Chimie
Le groupe chimique EMS a fait bondir son bénéfice brut de 16,9% l’an dernier. En marge des résultats annoncés vendredi à Zurich, la patronne de la société en mains de la famille Blocher a évalué les conséquences des mesures protectionnistes de Donald Trump

Magdalena Martullo-Bocher affichait un grand sourire vendredi lors de la présentation des résultats du groupe chimique contrôlé par la famille de la conseillère nationale UDC et patronne d’EMS. Le bénéfice brut (EBIT) bondit de 16,9%, à 548 millions de francs. La marge bénéficiaire grimpe à 27,6%, niveau exceptionnel pour la branche car il est comparable à celui de l’industrie pharmaceutique. Autoneum, aussi actif dans le secteur automobile, réalise par exemple une marge de 8,2%, tout comme Georg Fischer.
Le seul petit regret de la cheffe d’entreprise concerne la progression moyenne du chiffre d’affaires, de 4,1%, à 1,98 milliard de francs. «On avait espéré pouvoir franchir la barre des 2 milliards», confie Magdalena Martullo-Bocher. Les investisseurs ne lui en tiennent pas rigueur. Vendredi en début d’après-midi le cours du titre bondissait de près de 6%, dans un marché SMI et SPI en légère baisse.
Prévisions en hausse pour 2017
Les prévisions établies pour 2017 font état d’une légère hausse du chiffre d’affaires net et du bénéfice d’exploitation. Les mesures protectionnistes attendues de la part du président américain Donald Trump, principalement au Mexique et en Chine, deux marchés cruciaux pour le secteur automobile, sont-elles intégrées dans cette estimation? «Oui, car les constructeurs ne peuvent pas déplacer leur production du jour au lendemain. Il faut compter deux ou trois ans pour construire une nouvelle usine, constate Magdalena Martullo-Bocher. De toute manière, EMS peut faire preuve de beaucoup de souplesse. Et s’il faut livrer des pièces aux Etats-Unis plutôt qu’au Mexique, on le fera», affirme Magdalena Martullo-Bocher, qui constate une certaine inquiétude de ses clients, parmi lesquels General Motors (GM).
La patronne du groupe relève aussi un effet d’annonce des constructeurs. Toyota a par exemple annoncé un investissement de 10 milliards de dollars (10,04 milliards de francs) dans les cinq ans aux Etats-Unis, mais cela correspond au plan initial antérieur à l’élection de Donald Trump. Ford a aussi planifié la construction d’une usine dans l’Etat du Michigan, au lieu du Mexique, qui fournira 700 emplois. En tout, les trois gros constructeurs américains (GM. Ford, FiatChrysler) ont promis la création de près de 10 000 emplois sur sol américain.
Les consommateurs américains seront-ils d’accord de payer leur voiture 20% plus cher?

____________________

TRAVAIL À FAIRE
(a) Répondez aux questions suivantes à partir de l'extrait.
(i) De combien de pour cent le bénéfice brut (EBIT) d'EMS a-t-il progressé, et à quel montant s'élève-t-il ?
(ii) Quel investissement Toyota a-t-il annoncé aux Etats-Unis, et sur quelle durée ?
(iii) Combien d'emplois l'usine planifiée par Ford dans l'Etat du Michigan fournira-t-elle ?
(b) Recopiez à l'identique tout le passage de l'extrait qui va des mots « La patronne du » jusqu'aux mots « 20% plus cher? ».

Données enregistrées
____________________

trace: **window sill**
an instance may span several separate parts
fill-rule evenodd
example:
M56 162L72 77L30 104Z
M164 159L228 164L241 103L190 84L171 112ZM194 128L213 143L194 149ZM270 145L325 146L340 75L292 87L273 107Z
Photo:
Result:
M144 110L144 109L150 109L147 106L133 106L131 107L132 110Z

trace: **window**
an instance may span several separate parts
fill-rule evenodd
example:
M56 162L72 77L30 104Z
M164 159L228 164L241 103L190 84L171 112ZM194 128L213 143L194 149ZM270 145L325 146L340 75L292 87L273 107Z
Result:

____________________

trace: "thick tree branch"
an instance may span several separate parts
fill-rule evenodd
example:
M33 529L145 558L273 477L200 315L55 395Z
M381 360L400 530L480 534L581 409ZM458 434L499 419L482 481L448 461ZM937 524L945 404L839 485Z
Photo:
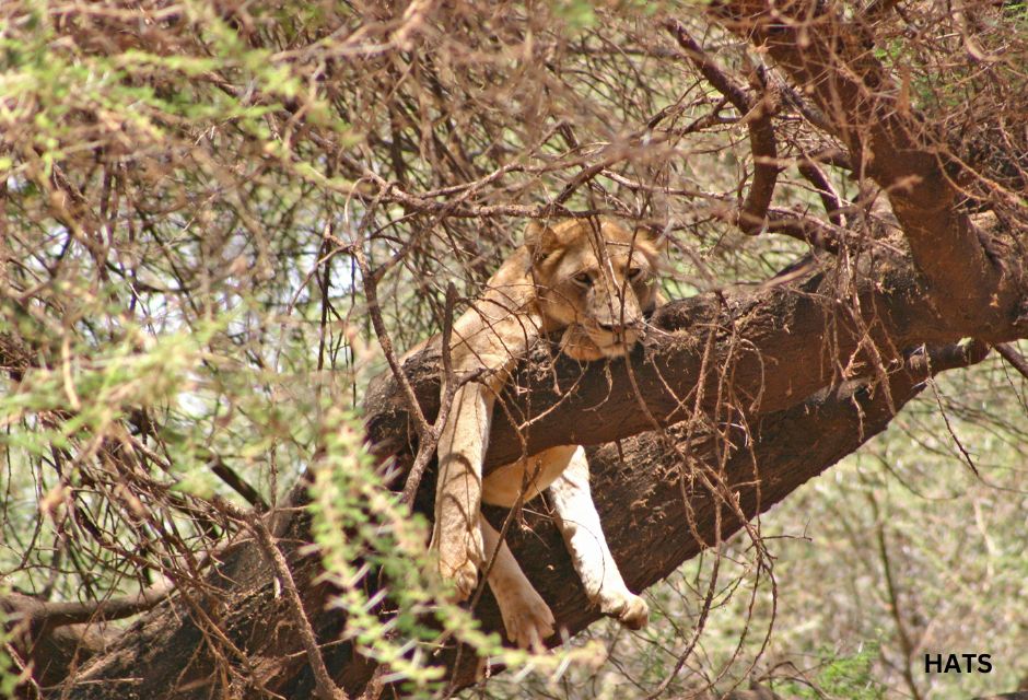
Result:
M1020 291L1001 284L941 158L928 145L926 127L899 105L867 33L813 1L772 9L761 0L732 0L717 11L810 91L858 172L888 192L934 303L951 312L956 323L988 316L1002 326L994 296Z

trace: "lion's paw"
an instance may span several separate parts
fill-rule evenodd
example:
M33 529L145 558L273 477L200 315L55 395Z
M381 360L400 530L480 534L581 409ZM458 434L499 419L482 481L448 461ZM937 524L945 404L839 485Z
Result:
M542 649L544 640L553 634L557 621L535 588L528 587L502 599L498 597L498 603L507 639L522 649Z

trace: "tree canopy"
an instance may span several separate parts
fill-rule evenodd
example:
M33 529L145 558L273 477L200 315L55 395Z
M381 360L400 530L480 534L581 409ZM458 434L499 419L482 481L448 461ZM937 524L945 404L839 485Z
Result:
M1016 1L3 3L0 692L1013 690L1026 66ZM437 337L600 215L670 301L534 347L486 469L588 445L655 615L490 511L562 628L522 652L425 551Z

____________________

CORRIGÉ
(a)
(i) Il a progressé de 16,9 %, à 548 millions de francs.
(ii) Un investissement de 10 milliards de dollars (10,04 milliards de francs), dans les cinq ans.
(iii) Elle fournira 700 emplois.

(b)
La patronne du groupe relève aussi un effet d’annonce des constructeurs. Toyota a par exemple annoncé un investissement de 10 milliards de dollars (10,04 milliards de francs) dans les cinq ans aux Etats-Unis, mais cela correspond au plan initial antérieur à l’élection de Donald Trump. Ford a aussi planifié la construction d’une usine dans l’Etat du Michigan, au lieu du Mexique, qui fournira 700 emplois. En tout, les trois gros constructeurs américains (GM. Ford, FiatChrysler) ont promis la création de près de 10 000 emplois sur sol américain.
Les consommateurs américains seront-ils d’accord de payer leur voiture 20% plus cher?